Travail à faire: Selon l'extrait sur la Corse, quel statut Jean Castex a-t-il annoncé lever pour Pierre Alessandri et Alain Ferrandi, s'il vous plaît ?
====== Extrait à lire ======
Pas cette fois. Dans une volonté d'apaisement, le Premier ministre, Jean Castex, a annoncé la levée du statut de "détenu particulièrement signalé" (DPS) de Pierre Alessandri et Alain Ferrandi, deux autres membres du commando dit Erignac, ce vendredi 11 mars.

Une demande que les deux hommes, tout comme Yvan Colonna, réclamaient depuis des années et qui était aussi devenue un sujet de tension entre l'État et l'exécutif insulaire nationaliste aux commandes depuis 2015. Un geste qui laisse une part de la jeunesse insulaire sceptique. "Ça fait sept que les nationalistes revendiquent des choses et qu'ils n'ont rien eu. Là, en 10 jours, on a revendiqué le statut et on a eu ce qu'on voulait. Pourquoi en sept ans nous n'avons rien eu ? Les jeunes maintenant se posent cette question. Pourquoi l'État ne nous entendait pas avant ? Le FLNC avait déposé les armes pour se faire entendre, pour trouver une solution politique et démocratique, mais au final, on se retrouve à avoir des solutions en sortant dans les rues et avec des violences", s'interroge Ghjuliu Antone.

Depuis deux jours, les affrontements entre les forces de l'ordre et les manifestants sont plus rares en Corse. Néanmoins, des inquiétudes subsistent quant au grand rassemblement prévu, dimanche 13 mars, à Bastia.
====== Informations fournies ======
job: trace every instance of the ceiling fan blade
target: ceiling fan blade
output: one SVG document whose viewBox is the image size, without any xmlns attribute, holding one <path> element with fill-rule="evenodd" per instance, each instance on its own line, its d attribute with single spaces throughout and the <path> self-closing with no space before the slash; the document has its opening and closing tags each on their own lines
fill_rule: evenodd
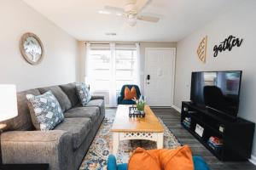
======
Solution du problème: Le statut de « détenu particulièrement signalé » (DPS).